§ Problem to solve
Search the material for the word "pale" and report each line where it turns up.

§ Information

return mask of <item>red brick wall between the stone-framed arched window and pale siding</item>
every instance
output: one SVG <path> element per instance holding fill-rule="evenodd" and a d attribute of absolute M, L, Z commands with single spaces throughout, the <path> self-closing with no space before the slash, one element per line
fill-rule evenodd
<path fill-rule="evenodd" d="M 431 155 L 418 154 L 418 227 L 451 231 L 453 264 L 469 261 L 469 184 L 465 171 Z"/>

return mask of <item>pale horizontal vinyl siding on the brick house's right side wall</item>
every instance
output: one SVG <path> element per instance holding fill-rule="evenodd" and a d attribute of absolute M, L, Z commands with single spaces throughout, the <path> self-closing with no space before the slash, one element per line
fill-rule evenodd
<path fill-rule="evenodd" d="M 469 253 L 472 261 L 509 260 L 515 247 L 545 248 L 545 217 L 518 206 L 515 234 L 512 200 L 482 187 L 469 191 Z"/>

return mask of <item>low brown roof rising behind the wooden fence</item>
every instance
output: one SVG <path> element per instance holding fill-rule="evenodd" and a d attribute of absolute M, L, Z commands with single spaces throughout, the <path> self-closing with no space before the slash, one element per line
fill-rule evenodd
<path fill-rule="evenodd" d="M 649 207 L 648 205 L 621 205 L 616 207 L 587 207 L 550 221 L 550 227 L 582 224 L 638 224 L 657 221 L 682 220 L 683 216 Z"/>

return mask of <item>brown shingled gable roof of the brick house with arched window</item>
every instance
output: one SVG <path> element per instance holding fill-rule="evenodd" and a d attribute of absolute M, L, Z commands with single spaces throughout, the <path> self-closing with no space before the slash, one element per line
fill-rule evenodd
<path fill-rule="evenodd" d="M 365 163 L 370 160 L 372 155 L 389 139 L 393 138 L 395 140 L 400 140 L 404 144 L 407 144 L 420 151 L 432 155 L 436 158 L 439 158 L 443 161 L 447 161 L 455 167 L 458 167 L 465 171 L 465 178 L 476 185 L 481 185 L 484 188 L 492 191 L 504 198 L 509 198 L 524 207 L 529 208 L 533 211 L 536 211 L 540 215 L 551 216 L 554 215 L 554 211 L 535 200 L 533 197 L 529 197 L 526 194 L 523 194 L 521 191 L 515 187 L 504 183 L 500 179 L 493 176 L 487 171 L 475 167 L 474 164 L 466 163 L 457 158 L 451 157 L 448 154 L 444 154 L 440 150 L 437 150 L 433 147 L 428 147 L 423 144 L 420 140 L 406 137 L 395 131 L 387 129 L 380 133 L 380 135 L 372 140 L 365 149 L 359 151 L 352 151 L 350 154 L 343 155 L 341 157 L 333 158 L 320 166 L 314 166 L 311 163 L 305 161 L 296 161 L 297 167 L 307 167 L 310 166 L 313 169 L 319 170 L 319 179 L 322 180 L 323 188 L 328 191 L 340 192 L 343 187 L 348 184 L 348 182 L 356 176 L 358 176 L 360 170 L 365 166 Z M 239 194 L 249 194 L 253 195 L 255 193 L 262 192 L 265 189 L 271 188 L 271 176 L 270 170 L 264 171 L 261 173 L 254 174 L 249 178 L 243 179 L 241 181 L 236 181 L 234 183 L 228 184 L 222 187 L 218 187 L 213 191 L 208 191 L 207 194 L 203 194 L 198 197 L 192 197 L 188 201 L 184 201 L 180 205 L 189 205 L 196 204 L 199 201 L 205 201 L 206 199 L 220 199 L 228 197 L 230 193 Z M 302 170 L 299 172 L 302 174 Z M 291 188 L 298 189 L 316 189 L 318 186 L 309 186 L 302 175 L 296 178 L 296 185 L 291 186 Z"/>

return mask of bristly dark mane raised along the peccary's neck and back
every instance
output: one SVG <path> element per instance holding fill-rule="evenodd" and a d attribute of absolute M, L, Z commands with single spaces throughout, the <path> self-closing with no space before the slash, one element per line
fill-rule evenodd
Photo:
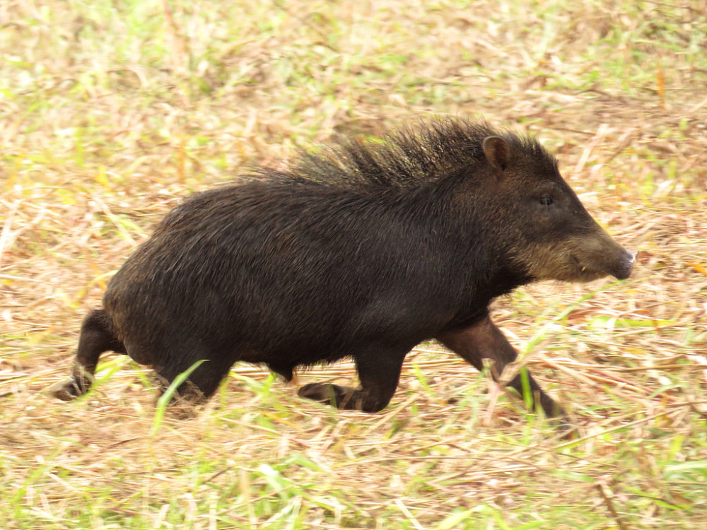
<path fill-rule="evenodd" d="M 481 163 L 487 136 L 501 136 L 524 157 L 555 163 L 531 136 L 493 129 L 484 121 L 444 118 L 393 130 L 380 139 L 335 140 L 319 151 L 305 151 L 287 170 L 261 169 L 256 175 L 358 191 L 418 188 Z"/>

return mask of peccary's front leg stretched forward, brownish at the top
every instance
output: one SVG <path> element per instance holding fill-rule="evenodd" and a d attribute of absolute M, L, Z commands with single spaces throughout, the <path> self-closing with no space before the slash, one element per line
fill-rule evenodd
<path fill-rule="evenodd" d="M 459 355 L 462 359 L 469 361 L 477 370 L 484 367 L 484 359 L 493 360 L 496 369 L 496 375 L 501 375 L 503 368 L 508 363 L 513 363 L 518 358 L 518 352 L 510 345 L 508 339 L 503 336 L 501 330 L 496 327 L 489 315 L 477 322 L 473 326 L 455 331 L 446 331 L 438 335 L 437 340 L 443 343 L 444 346 Z M 539 401 L 542 410 L 548 418 L 556 416 L 566 416 L 561 406 L 554 401 L 550 396 L 540 388 L 539 384 L 533 379 L 528 372 L 528 385 L 530 394 L 533 399 L 532 407 L 534 408 Z M 508 383 L 508 386 L 523 394 L 523 384 L 521 375 L 518 374 Z"/>

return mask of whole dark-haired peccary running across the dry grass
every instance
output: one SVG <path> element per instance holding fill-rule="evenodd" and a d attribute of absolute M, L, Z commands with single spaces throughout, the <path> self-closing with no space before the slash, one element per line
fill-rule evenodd
<path fill-rule="evenodd" d="M 379 411 L 405 355 L 436 338 L 496 373 L 516 353 L 489 319 L 493 298 L 542 279 L 625 278 L 633 256 L 589 216 L 556 161 L 528 137 L 443 119 L 380 141 L 303 153 L 168 213 L 84 319 L 76 367 L 54 394 L 88 387 L 103 351 L 151 364 L 204 399 L 236 361 L 285 379 L 353 358 L 361 387 L 300 395 Z M 520 377 L 510 382 L 520 391 Z M 549 416 L 561 409 L 530 377 Z"/>

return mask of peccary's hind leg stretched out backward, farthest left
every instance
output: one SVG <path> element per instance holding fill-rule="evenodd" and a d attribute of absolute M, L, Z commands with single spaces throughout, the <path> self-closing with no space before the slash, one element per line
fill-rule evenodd
<path fill-rule="evenodd" d="M 125 346 L 109 329 L 108 317 L 104 310 L 93 310 L 81 323 L 78 337 L 74 370 L 69 380 L 52 389 L 52 395 L 63 401 L 71 401 L 86 394 L 93 383 L 93 374 L 98 358 L 104 351 L 126 353 Z"/>

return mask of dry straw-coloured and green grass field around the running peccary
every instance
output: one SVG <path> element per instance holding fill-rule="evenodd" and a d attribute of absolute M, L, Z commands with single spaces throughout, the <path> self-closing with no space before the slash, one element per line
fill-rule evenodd
<path fill-rule="evenodd" d="M 704 1 L 9 0 L 0 66 L 0 529 L 707 526 Z M 119 355 L 47 394 L 183 197 L 437 114 L 537 134 L 641 252 L 628 281 L 493 306 L 579 437 L 436 343 L 373 415 L 235 365 L 163 418 Z"/>

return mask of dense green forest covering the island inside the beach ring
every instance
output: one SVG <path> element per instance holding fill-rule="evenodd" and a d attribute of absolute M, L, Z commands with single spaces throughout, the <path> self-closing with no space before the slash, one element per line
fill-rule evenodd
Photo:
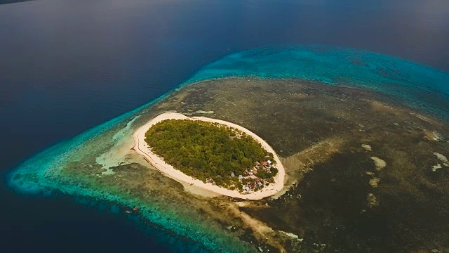
<path fill-rule="evenodd" d="M 237 129 L 222 124 L 166 119 L 145 134 L 152 152 L 189 176 L 219 186 L 239 186 L 237 175 L 245 174 L 258 162 L 274 160 L 260 143 Z M 232 177 L 232 174 L 235 176 Z M 260 179 L 271 179 L 277 169 L 261 171 Z"/>

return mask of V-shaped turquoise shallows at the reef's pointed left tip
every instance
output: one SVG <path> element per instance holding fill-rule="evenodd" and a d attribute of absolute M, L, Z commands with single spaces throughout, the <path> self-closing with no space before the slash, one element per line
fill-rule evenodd
<path fill-rule="evenodd" d="M 173 252 L 253 251 L 253 248 L 245 242 L 239 242 L 227 233 L 220 233 L 220 231 L 210 228 L 206 222 L 201 223 L 197 216 L 192 219 L 186 215 L 177 216 L 178 210 L 164 208 L 157 201 L 153 203 L 152 207 L 146 207 L 136 199 L 107 193 L 100 188 L 86 188 L 83 184 L 79 184 L 79 179 L 68 178 L 60 173 L 60 169 L 69 162 L 79 161 L 78 155 L 82 157 L 86 154 L 100 154 L 101 150 L 112 146 L 112 141 L 121 137 L 128 138 L 126 134 L 130 136 L 135 130 L 135 127 L 130 129 L 126 127 L 128 122 L 145 114 L 151 105 L 163 99 L 167 94 L 34 155 L 8 174 L 8 186 L 18 193 L 27 195 L 50 197 L 54 193 L 64 193 L 74 196 L 74 200 L 81 205 L 98 205 L 100 207 L 105 205 L 105 202 L 110 202 L 123 207 L 140 206 L 140 215 L 145 217 L 151 225 L 145 226 L 146 223 L 139 223 L 137 220 L 136 224 L 149 235 L 156 237 L 159 243 L 170 245 Z M 123 131 L 122 135 L 116 135 L 123 129 L 128 131 Z M 107 138 L 102 146 L 95 145 L 98 138 L 104 138 L 103 135 L 109 135 L 111 138 Z M 116 209 L 112 209 L 111 212 L 116 212 Z"/>

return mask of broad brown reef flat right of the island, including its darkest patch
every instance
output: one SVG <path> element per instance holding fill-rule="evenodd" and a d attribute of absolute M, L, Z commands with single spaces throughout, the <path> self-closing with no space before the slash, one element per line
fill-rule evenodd
<path fill-rule="evenodd" d="M 448 143 L 431 134 L 446 136 L 445 124 L 404 107 L 401 100 L 346 86 L 219 79 L 187 89 L 175 110 L 192 115 L 212 110 L 208 117 L 255 131 L 286 157 L 294 183 L 287 193 L 241 207 L 275 230 L 302 238 L 286 242 L 286 248 L 448 248 L 449 169 L 431 170 L 438 163 L 432 152 L 448 154 Z M 243 90 L 244 97 L 239 95 Z M 380 157 L 387 166 L 376 169 L 371 157 Z"/>

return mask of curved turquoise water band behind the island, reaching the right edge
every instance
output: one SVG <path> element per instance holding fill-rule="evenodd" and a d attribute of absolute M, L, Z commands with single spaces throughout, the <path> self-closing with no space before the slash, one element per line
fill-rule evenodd
<path fill-rule="evenodd" d="M 331 46 L 265 47 L 225 56 L 186 84 L 222 77 L 306 79 L 367 88 L 448 119 L 449 74 L 378 53 Z"/>

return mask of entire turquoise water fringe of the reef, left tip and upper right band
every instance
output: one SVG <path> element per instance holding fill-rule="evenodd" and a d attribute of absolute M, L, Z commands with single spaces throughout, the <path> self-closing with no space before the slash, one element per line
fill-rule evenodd
<path fill-rule="evenodd" d="M 326 46 L 257 48 L 220 58 L 201 68 L 180 86 L 222 77 L 300 79 L 328 85 L 373 89 L 441 119 L 449 118 L 448 73 L 366 51 Z M 52 190 L 58 189 L 67 195 L 91 197 L 98 202 L 107 200 L 121 205 L 139 205 L 136 200 L 120 195 L 83 188 L 77 185 L 74 179 L 69 179 L 59 172 L 65 164 L 79 160 L 81 155 L 100 153 L 101 150 L 109 148 L 113 144 L 112 138 L 102 145 L 93 146 L 92 143 L 104 135 L 114 136 L 117 131 L 125 129 L 130 120 L 148 112 L 156 100 L 34 155 L 11 171 L 8 185 L 21 193 L 51 195 Z M 137 127 L 133 125 L 124 133 L 130 134 Z M 197 243 L 198 248 L 189 247 L 192 252 L 199 249 L 234 252 L 239 247 L 247 246 L 229 245 L 227 240 L 232 239 L 220 240 L 220 236 L 225 236 L 224 234 L 208 231 L 206 224 L 194 223 L 193 219 L 174 217 L 176 214 L 165 213 L 156 204 L 154 207 L 142 209 L 142 214 L 153 224 L 189 238 L 189 243 Z M 167 221 L 168 216 L 174 218 Z M 184 240 L 173 239 L 168 233 L 158 233 L 158 236 L 161 241 L 174 240 L 170 242 L 173 247 L 185 249 L 187 242 Z"/>

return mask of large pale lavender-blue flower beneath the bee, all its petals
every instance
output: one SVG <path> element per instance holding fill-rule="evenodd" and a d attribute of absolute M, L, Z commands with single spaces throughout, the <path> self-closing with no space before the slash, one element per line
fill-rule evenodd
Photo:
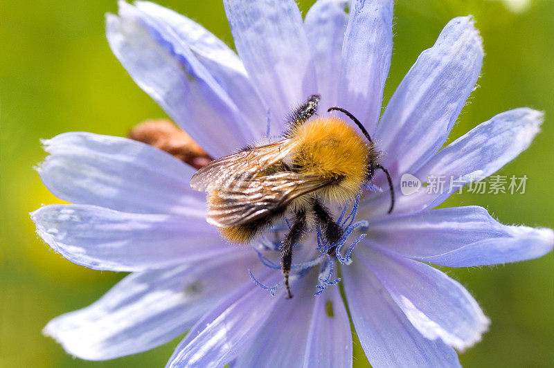
<path fill-rule="evenodd" d="M 440 149 L 481 70 L 481 39 L 470 17 L 445 26 L 379 117 L 391 62 L 391 1 L 354 1 L 346 13 L 344 1 L 319 0 L 304 20 L 294 1 L 224 4 L 238 56 L 190 19 L 146 2 L 120 3 L 119 14 L 107 18 L 109 44 L 212 158 L 259 141 L 268 115 L 271 131 L 283 132 L 290 107 L 319 93 L 325 109 L 342 107 L 363 123 L 393 187 L 375 171 L 370 183 L 382 192 L 362 189 L 355 211 L 330 213 L 341 238 L 352 234 L 343 239 L 355 243 L 348 257 L 320 258 L 324 231 L 301 239 L 290 268 L 294 297 L 286 300 L 286 288 L 274 289 L 273 298 L 248 277 L 251 270 L 259 284 L 280 283 L 278 252 L 271 250 L 279 224 L 251 247 L 229 246 L 206 223 L 204 194 L 189 187 L 193 167 L 126 138 L 69 133 L 46 140 L 50 156 L 39 174 L 75 204 L 33 212 L 39 234 L 75 263 L 132 273 L 88 308 L 55 318 L 45 333 L 90 360 L 145 351 L 188 331 L 169 366 L 348 367 L 350 320 L 339 290 L 314 296 L 340 267 L 352 323 L 373 366 L 459 365 L 454 349 L 479 341 L 489 321 L 461 284 L 429 264 L 540 257 L 552 250 L 553 232 L 504 226 L 475 206 L 434 210 L 449 196 L 449 183 L 438 193 L 395 196 L 389 214 L 391 192 L 406 172 L 465 183 L 477 171 L 494 174 L 530 145 L 542 113 L 500 113 Z M 323 111 L 314 121 L 321 117 L 331 119 Z M 355 223 L 363 239 L 346 234 Z"/>

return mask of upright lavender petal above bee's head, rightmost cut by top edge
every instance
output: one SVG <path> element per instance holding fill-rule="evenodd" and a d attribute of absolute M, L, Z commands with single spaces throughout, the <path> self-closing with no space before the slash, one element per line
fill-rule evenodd
<path fill-rule="evenodd" d="M 393 50 L 393 1 L 352 1 L 342 48 L 339 106 L 354 114 L 372 135 Z"/>

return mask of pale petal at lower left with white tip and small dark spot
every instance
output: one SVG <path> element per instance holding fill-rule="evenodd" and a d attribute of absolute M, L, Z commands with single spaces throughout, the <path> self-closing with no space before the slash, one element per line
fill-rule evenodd
<path fill-rule="evenodd" d="M 256 261 L 238 255 L 132 273 L 87 308 L 48 322 L 44 334 L 87 360 L 152 349 L 190 329 L 244 282 L 244 270 Z"/>

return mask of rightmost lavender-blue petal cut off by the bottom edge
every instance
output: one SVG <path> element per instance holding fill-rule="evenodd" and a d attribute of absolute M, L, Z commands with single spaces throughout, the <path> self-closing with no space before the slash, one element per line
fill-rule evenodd
<path fill-rule="evenodd" d="M 461 367 L 452 347 L 415 329 L 359 258 L 343 268 L 343 285 L 352 323 L 373 367 Z"/>

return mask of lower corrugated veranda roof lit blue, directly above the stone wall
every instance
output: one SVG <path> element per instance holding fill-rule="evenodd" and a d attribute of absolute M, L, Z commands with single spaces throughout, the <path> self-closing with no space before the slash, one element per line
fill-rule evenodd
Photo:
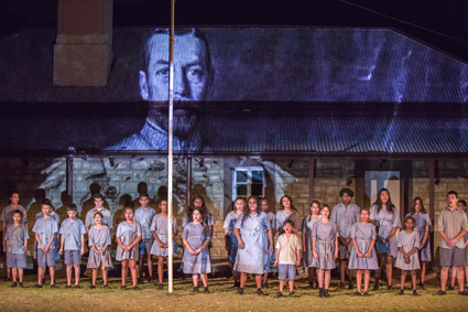
<path fill-rule="evenodd" d="M 166 119 L 155 119 L 166 122 Z M 383 153 L 467 154 L 467 118 L 411 117 L 175 117 L 175 129 L 192 129 L 188 153 Z M 0 151 L 166 150 L 167 136 L 141 117 L 1 118 Z M 133 136 L 132 136 L 133 135 Z M 127 139 L 126 139 L 127 138 Z M 177 141 L 177 139 L 176 139 Z M 181 140 L 182 141 L 182 140 Z"/>

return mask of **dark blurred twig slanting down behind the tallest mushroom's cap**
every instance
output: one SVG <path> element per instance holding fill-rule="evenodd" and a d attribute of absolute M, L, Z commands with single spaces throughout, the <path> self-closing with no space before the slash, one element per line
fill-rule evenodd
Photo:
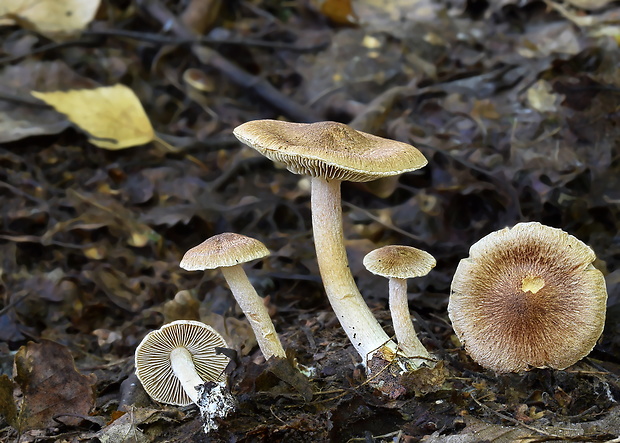
<path fill-rule="evenodd" d="M 162 25 L 169 27 L 177 36 L 186 39 L 194 38 L 191 31 L 187 29 L 187 27 L 185 27 L 160 0 L 144 0 L 139 3 L 152 17 L 158 20 Z M 314 122 L 321 120 L 320 116 L 313 110 L 292 101 L 265 79 L 247 73 L 224 58 L 217 51 L 195 44 L 192 45 L 192 52 L 202 63 L 217 69 L 232 82 L 254 92 L 288 118 L 298 122 Z"/>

§ Answer area
return mask of <item>red brick wall between the stone-framed arched window and pale siding</item>
return mask of <item>pale horizontal vinyl siding on the brick house's right side wall</item>
return mask of large pale lavender-blue flower beneath the bee, all its petals
return mask of pale petal at lower left with white tip and small dark spot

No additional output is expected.